Dataset excerpt:

┌──

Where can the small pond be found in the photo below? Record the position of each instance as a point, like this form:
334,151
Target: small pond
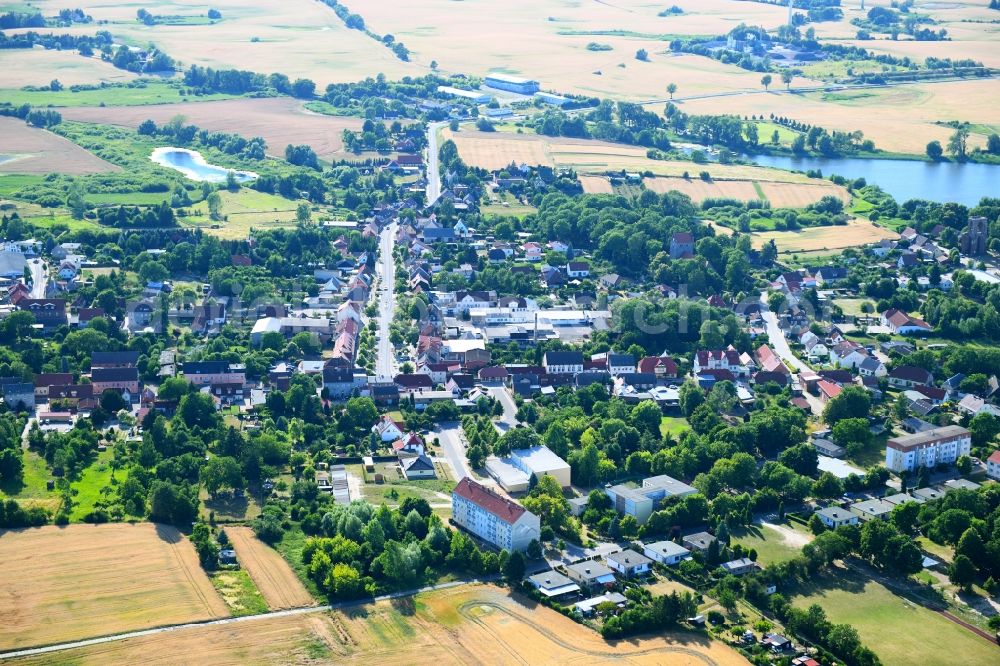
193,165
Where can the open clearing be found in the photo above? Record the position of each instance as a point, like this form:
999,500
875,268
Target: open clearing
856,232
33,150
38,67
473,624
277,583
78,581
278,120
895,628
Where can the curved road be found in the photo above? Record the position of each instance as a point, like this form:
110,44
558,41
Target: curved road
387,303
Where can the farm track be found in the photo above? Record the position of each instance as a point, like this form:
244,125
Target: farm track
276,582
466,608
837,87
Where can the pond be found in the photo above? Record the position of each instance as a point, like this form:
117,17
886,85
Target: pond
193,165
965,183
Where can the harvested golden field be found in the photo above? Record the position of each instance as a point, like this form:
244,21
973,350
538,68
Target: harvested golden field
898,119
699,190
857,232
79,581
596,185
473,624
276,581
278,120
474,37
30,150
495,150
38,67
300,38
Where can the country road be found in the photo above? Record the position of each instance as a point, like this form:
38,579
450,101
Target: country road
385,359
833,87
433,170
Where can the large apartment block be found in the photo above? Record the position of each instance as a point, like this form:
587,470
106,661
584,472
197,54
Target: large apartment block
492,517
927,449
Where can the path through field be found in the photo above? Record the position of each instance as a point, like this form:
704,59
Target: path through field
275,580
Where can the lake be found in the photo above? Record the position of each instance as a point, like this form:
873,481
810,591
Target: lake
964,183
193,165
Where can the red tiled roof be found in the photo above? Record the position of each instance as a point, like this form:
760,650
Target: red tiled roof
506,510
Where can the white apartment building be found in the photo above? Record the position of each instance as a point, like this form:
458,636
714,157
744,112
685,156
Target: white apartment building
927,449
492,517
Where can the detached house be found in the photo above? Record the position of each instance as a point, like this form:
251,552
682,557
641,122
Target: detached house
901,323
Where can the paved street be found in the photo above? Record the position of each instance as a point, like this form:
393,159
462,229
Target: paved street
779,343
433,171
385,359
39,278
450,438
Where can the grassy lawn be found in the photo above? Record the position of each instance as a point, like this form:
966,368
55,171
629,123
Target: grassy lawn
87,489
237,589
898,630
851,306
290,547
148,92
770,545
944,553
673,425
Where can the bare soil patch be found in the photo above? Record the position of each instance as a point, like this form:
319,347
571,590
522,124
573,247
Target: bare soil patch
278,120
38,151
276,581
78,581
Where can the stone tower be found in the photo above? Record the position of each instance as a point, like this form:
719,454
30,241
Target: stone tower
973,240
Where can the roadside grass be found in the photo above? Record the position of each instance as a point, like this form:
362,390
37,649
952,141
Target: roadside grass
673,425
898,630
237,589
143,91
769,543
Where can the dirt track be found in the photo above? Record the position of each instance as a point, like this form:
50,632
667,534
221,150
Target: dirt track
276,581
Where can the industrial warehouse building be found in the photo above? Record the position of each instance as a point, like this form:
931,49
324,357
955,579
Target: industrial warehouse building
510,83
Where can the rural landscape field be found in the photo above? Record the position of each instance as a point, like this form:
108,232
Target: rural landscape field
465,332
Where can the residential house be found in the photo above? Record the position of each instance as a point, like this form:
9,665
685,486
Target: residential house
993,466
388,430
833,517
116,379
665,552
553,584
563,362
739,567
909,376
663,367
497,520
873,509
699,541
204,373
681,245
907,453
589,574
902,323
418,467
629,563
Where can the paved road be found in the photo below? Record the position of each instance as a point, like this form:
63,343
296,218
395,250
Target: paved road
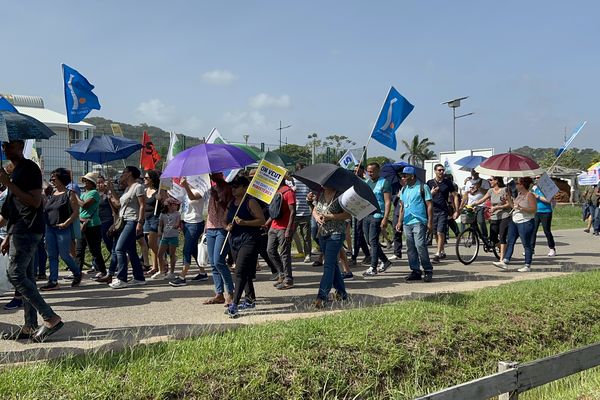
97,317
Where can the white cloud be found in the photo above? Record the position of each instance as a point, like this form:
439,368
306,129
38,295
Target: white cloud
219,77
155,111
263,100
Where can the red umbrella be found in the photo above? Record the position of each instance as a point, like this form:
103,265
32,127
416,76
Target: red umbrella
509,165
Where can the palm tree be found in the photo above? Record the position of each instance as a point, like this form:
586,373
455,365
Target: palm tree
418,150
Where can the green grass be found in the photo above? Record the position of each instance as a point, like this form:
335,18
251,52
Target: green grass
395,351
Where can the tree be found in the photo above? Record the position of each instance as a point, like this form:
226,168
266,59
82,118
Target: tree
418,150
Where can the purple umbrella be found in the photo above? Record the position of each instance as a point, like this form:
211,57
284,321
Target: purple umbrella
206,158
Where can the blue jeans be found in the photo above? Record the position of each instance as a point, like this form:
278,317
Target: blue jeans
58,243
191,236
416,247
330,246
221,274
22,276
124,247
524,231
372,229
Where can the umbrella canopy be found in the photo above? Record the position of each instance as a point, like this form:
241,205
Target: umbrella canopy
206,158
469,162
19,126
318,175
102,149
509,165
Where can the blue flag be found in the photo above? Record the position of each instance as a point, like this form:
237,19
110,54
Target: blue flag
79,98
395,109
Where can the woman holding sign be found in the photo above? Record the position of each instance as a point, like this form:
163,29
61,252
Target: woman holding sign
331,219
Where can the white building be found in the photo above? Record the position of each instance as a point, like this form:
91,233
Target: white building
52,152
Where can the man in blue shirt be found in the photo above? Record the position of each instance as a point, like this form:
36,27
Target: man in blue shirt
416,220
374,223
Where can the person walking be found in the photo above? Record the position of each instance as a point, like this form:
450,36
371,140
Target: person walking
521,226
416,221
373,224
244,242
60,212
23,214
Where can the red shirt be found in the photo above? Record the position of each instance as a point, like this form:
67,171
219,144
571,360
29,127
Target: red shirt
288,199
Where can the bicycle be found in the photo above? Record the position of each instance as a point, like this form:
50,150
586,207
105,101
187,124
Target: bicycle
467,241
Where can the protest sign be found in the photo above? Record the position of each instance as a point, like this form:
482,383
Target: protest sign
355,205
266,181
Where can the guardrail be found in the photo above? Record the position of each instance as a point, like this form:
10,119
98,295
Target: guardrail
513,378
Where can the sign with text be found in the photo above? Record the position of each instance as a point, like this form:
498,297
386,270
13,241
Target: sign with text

└──
┌──

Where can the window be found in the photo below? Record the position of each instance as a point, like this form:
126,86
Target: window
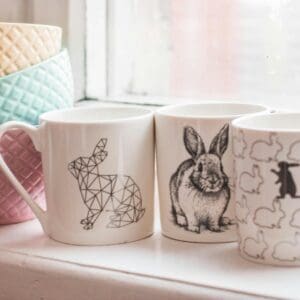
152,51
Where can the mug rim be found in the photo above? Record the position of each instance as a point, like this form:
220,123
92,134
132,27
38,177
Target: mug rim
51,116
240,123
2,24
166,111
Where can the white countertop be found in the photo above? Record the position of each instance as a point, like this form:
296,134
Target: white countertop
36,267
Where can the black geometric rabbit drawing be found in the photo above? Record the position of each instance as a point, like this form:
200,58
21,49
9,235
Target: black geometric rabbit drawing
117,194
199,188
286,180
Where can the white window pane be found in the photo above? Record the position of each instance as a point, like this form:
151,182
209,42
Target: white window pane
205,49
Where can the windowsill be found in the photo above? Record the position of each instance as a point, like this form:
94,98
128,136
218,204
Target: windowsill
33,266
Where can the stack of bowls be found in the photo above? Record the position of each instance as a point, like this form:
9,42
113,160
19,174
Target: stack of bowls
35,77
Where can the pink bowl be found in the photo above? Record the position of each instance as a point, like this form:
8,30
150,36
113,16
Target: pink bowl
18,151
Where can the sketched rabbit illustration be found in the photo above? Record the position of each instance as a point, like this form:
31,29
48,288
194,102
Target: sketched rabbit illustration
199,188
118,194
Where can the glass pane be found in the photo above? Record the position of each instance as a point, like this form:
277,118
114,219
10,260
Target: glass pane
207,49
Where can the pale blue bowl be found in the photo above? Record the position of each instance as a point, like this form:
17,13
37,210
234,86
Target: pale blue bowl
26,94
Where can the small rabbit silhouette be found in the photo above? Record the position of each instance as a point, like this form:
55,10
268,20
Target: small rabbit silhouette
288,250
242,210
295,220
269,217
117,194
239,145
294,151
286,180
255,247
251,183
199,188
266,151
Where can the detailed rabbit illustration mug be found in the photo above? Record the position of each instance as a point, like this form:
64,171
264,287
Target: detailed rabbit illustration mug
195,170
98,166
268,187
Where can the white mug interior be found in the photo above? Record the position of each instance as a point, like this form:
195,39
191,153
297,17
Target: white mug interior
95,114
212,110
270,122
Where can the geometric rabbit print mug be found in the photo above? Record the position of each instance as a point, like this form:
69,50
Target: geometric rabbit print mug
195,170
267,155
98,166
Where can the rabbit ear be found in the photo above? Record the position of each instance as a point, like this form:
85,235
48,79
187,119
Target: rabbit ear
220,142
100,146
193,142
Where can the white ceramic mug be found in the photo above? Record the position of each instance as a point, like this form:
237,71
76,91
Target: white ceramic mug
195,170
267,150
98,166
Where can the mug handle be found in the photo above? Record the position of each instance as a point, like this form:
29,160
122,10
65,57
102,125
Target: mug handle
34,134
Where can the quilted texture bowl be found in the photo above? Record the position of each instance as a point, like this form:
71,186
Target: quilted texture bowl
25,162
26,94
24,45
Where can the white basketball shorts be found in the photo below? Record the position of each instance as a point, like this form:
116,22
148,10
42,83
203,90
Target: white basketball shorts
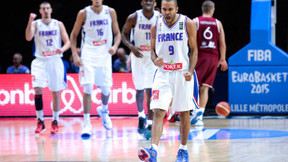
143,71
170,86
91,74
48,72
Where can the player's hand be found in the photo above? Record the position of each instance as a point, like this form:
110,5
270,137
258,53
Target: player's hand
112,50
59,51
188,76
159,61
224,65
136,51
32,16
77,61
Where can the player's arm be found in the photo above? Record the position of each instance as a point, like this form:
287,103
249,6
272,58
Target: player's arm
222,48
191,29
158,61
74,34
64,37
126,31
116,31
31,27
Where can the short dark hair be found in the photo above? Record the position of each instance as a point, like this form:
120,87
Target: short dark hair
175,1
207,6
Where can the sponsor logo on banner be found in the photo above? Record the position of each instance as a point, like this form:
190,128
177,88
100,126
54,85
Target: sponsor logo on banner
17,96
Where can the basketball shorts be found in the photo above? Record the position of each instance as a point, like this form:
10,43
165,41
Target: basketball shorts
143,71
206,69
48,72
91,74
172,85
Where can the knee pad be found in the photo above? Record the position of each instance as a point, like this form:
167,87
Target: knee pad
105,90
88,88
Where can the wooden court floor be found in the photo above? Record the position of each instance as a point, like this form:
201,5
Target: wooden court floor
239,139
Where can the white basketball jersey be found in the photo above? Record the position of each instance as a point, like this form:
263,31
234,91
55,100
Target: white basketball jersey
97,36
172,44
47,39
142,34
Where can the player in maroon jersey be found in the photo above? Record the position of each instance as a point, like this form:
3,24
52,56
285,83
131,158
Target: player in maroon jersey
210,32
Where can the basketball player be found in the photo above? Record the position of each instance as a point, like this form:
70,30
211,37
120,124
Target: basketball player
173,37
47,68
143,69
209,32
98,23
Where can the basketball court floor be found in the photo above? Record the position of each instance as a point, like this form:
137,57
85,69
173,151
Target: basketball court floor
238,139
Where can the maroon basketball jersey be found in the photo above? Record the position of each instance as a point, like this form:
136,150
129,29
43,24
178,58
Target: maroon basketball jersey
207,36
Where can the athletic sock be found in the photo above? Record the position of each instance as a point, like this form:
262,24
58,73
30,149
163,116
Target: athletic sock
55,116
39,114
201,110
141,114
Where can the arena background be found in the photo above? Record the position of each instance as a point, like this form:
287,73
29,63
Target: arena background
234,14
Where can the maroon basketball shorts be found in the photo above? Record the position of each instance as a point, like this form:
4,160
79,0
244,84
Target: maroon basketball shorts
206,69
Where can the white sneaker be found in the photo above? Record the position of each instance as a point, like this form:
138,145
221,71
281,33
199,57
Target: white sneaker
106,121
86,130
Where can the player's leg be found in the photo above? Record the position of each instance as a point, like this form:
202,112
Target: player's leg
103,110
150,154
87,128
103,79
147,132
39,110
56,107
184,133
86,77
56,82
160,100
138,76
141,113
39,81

└──

### Request
Display each line in the rows above that contains the word "bicycle".

### Solution below
Where can the bicycle be found in the photo above? Record the position of each instance as a point, like this form:
Target: bicycle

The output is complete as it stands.